## WRITTEN INSTRUCTION
Rewrite the entries from the line with "Would you be able to point at the long" through the end of the entries, swapping "wavy" for "curly" and changing nothing else.
===== GIVEN INFORMATION =====
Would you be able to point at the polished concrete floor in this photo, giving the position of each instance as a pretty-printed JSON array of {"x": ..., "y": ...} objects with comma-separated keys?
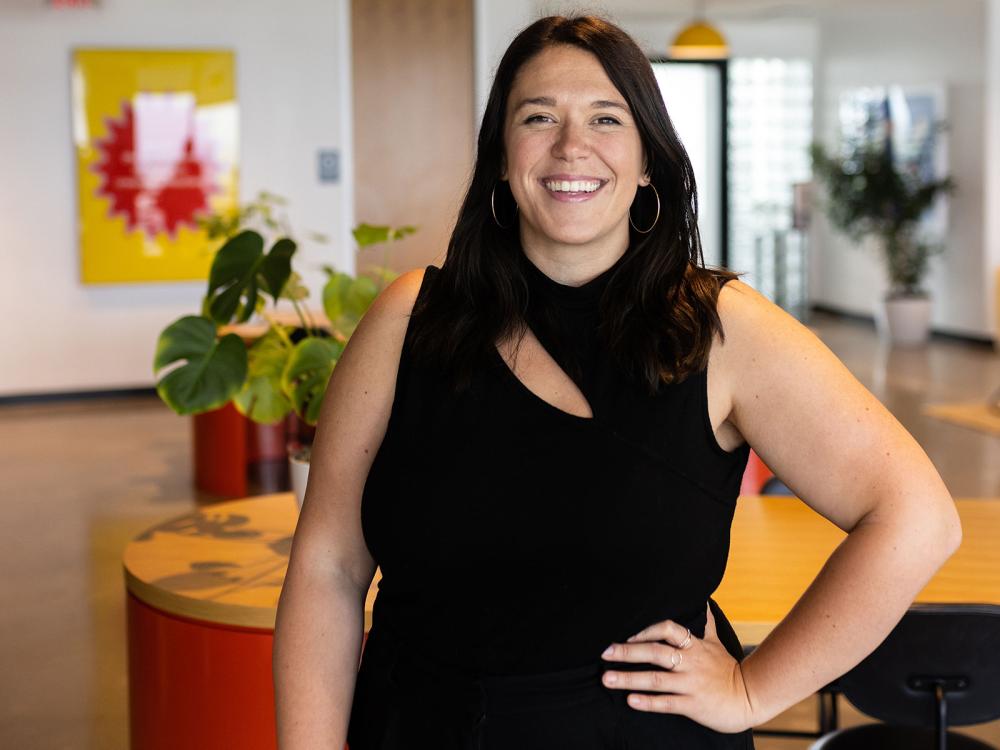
[{"x": 81, "y": 479}]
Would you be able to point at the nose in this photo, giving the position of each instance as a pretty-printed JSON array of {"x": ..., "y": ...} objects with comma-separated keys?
[{"x": 571, "y": 143}]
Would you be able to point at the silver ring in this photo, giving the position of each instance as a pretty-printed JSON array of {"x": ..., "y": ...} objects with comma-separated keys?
[{"x": 687, "y": 640}]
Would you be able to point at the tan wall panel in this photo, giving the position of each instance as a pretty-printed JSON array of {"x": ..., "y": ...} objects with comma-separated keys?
[{"x": 413, "y": 110}]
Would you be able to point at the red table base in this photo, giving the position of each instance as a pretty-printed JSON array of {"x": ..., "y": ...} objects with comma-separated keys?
[{"x": 197, "y": 685}]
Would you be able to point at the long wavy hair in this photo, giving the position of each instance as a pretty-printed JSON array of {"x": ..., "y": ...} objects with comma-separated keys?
[{"x": 658, "y": 310}]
=====
## RESULT FOR THIS EXERCISE
Would you be able to point at the long curly hair in this photo, giving the position of each instance as a pretty-printed JSON array of {"x": ..., "y": ...} objects with comma-separated keys?
[{"x": 658, "y": 310}]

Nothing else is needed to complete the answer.